List of tasks:
- a) In the mirror-reversal discussion, what divides the space we stand in into "up" and "down"?
- b) Retype the stretch of the mirror-reversal discussion from "It's in the" through "common human feeling.".

Selected excerpt:
It's in the "Deep Ramifications" thread but I didn't get very far with typing it out.
I'm also suspecting that there is not only a terminology disconnect here also.
Tell me, atgc, do you think your friend was addressing the problem at hand or a slightly different one?
I suspect that your friend is NOT addressing the problem at hand which is the human FEELING that left and right are reversed. I don't think your friend is trying to explain this common human feeling.
Instead, I believe your friend is addressing a rather UNRELATED problem, that does have some similar terms and configurations. It sounds like is in some kind of math space, and not dealing with this issue.
|
|
|
Post by juan on Jul 23, 2011 22:17:58 GMT -5
One thing I think might be helpful is to notice that we take reference points when we think about an axis. In the environment this is much easier to see in the vertical axis: ground-sky. That's because the Earth's surface is basically a plane of symmetry, which is the surface itself, dividing the space in which we stand into "up" (the sky-towards end of the vertical axis) and "down" (the ground-towards end of the vertical axis). Our body also has reference points in the axis perpendicular to our transversal plane, that is, the vertical axis: head to the top, feet to the bottom. Maybe this is why people perfectly notice that there's no inversion in the vertical axis. The head is still pointing to the sky.
The coronal of frontal plane divides our body in two, front and back, and we also have points of reference in our body, as our face is only to the front, our back is only to the back, and so on. But the same doesn't happen with any part of the planet we're standind in, unless we have objects of reference. But, in general, the front-back difference is not so clear on the planet's surface, not as the ground-sky opposition (also enhanced by gravity!); we couldn't even tell where the frontal plane is (and we take the mirror as an answer). And if there's some mountain on our back that has no counterpart ahead of us.... we often look at the mirror with our front. So the mountain is also reflected, and we might think there's no front-back inversion because in the mirror's image the other self also has the mountain behind them. The remedy for this would be to think about ACTUAL mountains or any other reference, beyond the matter that composes the mirror; something that is present behind our back, and absent beyond the mirror. And then take the mirror's borders to establish the frontal plane, but using the references of the real world. I guess because of this - the mirror's most common position - people don't see the obvious inversion in the front-right axis (perpendicular to the mirror's surface, actually).

A sequence of records

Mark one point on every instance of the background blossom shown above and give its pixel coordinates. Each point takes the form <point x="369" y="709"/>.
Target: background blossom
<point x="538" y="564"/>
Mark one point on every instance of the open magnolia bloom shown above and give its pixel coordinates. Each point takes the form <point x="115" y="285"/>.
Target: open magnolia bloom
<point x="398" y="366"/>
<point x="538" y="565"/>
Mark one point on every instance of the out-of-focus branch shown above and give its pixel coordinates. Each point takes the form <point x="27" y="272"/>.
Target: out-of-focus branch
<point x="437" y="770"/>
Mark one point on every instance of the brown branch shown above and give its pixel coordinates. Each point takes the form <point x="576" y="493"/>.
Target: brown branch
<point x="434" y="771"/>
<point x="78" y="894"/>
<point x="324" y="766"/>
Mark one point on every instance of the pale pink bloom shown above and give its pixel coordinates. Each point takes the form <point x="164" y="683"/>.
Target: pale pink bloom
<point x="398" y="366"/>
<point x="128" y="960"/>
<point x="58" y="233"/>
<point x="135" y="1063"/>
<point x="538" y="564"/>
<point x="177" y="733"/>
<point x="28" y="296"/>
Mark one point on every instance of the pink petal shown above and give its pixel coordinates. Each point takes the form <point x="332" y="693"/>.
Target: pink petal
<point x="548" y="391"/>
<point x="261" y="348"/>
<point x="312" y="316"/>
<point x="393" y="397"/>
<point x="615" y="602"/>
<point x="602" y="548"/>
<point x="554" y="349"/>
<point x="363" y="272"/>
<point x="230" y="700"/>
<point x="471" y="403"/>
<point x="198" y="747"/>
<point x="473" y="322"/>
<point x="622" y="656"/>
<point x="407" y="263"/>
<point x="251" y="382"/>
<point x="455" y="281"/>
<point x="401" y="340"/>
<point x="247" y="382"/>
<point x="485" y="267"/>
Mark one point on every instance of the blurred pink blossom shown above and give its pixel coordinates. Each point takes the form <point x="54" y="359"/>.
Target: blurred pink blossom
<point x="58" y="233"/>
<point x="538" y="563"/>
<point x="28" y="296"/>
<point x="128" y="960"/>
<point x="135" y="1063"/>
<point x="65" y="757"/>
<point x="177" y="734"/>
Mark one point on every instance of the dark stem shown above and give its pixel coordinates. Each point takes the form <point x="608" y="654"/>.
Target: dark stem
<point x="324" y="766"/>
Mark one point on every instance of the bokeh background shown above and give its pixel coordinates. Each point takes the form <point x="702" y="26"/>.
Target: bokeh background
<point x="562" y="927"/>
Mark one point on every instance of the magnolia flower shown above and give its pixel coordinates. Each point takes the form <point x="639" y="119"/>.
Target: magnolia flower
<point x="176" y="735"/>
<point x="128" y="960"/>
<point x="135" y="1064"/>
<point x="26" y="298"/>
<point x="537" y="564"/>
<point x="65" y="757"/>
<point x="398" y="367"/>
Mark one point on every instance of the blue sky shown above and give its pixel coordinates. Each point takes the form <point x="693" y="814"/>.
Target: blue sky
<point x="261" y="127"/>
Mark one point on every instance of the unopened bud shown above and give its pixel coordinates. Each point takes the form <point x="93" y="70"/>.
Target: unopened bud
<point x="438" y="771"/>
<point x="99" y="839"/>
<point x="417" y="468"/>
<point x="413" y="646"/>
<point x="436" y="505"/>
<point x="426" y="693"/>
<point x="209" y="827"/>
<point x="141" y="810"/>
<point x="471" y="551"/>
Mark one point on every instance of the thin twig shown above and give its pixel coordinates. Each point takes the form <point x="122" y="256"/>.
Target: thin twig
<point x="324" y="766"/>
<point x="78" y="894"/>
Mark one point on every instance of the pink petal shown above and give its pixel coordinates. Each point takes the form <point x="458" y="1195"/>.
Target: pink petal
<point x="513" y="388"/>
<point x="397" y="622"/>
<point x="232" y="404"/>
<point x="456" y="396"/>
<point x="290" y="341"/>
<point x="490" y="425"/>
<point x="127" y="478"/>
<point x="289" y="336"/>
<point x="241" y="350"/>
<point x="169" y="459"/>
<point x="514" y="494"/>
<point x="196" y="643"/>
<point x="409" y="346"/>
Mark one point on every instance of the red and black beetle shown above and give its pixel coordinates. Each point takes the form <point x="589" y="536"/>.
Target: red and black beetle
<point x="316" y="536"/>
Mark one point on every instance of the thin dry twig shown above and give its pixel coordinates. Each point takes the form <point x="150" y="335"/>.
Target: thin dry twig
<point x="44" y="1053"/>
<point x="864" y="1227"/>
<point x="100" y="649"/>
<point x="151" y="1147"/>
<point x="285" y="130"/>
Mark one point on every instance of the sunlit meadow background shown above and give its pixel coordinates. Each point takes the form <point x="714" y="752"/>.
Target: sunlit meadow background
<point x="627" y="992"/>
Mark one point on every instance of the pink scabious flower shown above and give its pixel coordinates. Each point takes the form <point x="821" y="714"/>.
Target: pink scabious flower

Expected outputs:
- a) The Earth's surface, which is basically a plane of symmetry.

- b)
It's in the "Deep Ramifications" thread but I didn't get very far with typing it out.
I'm also suspecting that there is not only a terminology disconnect here also.
Tell me, atgc, do you think your friend was addressing the problem at hand or a slightly different one?
I suspect that your friend is NOT addressing the problem at hand which is the human FEELING that left and right are reversed. I don't think your friend is trying to explain this common human feeling.